> **RECORDS**
-- begin --
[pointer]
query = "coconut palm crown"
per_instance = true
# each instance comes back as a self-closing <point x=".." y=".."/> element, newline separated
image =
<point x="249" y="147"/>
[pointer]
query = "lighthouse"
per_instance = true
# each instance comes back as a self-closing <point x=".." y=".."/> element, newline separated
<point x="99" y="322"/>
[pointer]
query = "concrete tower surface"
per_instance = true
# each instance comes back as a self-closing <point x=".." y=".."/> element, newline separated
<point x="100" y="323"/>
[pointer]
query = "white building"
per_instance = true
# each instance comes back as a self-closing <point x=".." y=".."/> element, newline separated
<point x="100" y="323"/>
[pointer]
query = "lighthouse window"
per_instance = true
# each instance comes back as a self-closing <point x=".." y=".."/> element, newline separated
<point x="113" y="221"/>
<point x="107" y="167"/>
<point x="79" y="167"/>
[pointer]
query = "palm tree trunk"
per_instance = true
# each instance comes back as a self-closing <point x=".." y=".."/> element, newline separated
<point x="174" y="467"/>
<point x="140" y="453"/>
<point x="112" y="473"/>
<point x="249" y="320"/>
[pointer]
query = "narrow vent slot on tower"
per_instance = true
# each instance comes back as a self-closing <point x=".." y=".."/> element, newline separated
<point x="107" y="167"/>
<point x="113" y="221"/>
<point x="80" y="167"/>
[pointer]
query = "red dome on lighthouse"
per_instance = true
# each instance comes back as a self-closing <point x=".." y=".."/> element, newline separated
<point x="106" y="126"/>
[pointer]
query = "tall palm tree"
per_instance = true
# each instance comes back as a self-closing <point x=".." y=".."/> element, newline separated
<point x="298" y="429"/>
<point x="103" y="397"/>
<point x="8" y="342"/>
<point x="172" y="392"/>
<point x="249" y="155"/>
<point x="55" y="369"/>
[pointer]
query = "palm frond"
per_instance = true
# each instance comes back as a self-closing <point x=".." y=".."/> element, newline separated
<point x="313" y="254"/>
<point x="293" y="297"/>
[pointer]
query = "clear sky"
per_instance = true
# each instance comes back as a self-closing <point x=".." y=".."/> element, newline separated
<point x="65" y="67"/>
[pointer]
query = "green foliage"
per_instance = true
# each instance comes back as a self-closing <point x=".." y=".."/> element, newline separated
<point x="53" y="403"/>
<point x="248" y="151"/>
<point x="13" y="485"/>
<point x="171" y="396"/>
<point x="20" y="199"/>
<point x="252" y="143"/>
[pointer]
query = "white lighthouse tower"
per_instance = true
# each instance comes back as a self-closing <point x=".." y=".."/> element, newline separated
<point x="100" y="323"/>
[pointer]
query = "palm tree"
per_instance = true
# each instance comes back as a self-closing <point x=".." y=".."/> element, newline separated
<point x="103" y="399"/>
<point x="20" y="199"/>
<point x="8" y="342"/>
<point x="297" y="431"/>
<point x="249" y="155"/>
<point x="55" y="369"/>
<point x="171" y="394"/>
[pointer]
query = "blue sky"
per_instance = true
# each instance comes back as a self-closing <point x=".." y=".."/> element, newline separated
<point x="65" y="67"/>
-- end --
> **WRITTEN PROBLEM**
Restate every entry word for word.

> **TASK RESPONSE**
[pointer]
query = "coconut palm crown"
per_instance = true
# each instance comes back as a self-closing <point x=".." y=".."/> element, newline separated
image =
<point x="249" y="147"/>
[pointer]
query = "lighthouse"
per_instance = true
# each instance comes back as a self-closing <point x=".." y=".."/> element, newline separated
<point x="99" y="322"/>
[pointer]
query = "concrete tower surface"
per_instance = true
# each instance comes back as a self-closing <point x=".." y=".."/> element, newline separated
<point x="100" y="323"/>
[pointer]
query = "white building"
per_instance = true
# each instance comes back as a self-closing <point x=".." y=".."/> element, newline separated
<point x="100" y="323"/>
[pointer]
query = "lighthouse window"
per_instance = true
# each instance comes back as a self-closing <point x=".." y=".."/> element, newline separated
<point x="113" y="221"/>
<point x="107" y="167"/>
<point x="79" y="167"/>
[pointer]
query = "palm tree trunk"
per_instance = true
# each instance comes back as a self-closing <point x=".." y=".."/> element, newline separated
<point x="174" y="467"/>
<point x="140" y="453"/>
<point x="112" y="473"/>
<point x="249" y="320"/>
[pointer]
query = "narrow vent slot on tower"
per_instance = true
# each instance comes back as a self-closing <point x=".." y=".."/> element, newline separated
<point x="107" y="167"/>
<point x="113" y="221"/>
<point x="80" y="167"/>
[pointer]
query = "red dome on lighthouse"
per_instance = true
# each instance comes back as a self-closing <point x=".." y=".."/> element, newline separated
<point x="106" y="126"/>
[pointer]
query = "tall palm tree"
per_instance = true
# each instance comes back as a self-closing <point x=".." y=".."/> element, newline separated
<point x="298" y="429"/>
<point x="103" y="397"/>
<point x="8" y="342"/>
<point x="172" y="392"/>
<point x="249" y="155"/>
<point x="55" y="369"/>
[pointer]
query = "palm frond"
per_instance = true
# each instance comes back as a self-closing <point x=".." y=".."/> element, newline separated
<point x="313" y="254"/>
<point x="293" y="297"/>
[pointer]
query = "clear sky"
per_instance = true
# each instance comes back as a self-closing <point x=".." y=".."/> element, newline separated
<point x="65" y="67"/>
[pointer]
query = "green foliage"
per_instance = true
# each instance comes back as a self-closing <point x=".." y=".."/> element, newline separated
<point x="53" y="403"/>
<point x="248" y="151"/>
<point x="13" y="485"/>
<point x="171" y="396"/>
<point x="20" y="199"/>
<point x="252" y="143"/>
[pointer]
query = "white lighthouse tower"
per_instance = true
# each instance comes back as a self-closing <point x=".." y=".."/> element, newline separated
<point x="100" y="323"/>
[pointer]
query = "palm tree"
per_instance = true
# each instance comes back as a self-closing <point x=".." y=".."/> element, newline separated
<point x="103" y="399"/>
<point x="20" y="199"/>
<point x="8" y="342"/>
<point x="297" y="431"/>
<point x="249" y="155"/>
<point x="55" y="369"/>
<point x="171" y="394"/>
[pointer]
query = "blue sky"
per_instance = true
# each instance comes back as a self-closing <point x=".." y=".."/> element, newline separated
<point x="65" y="67"/>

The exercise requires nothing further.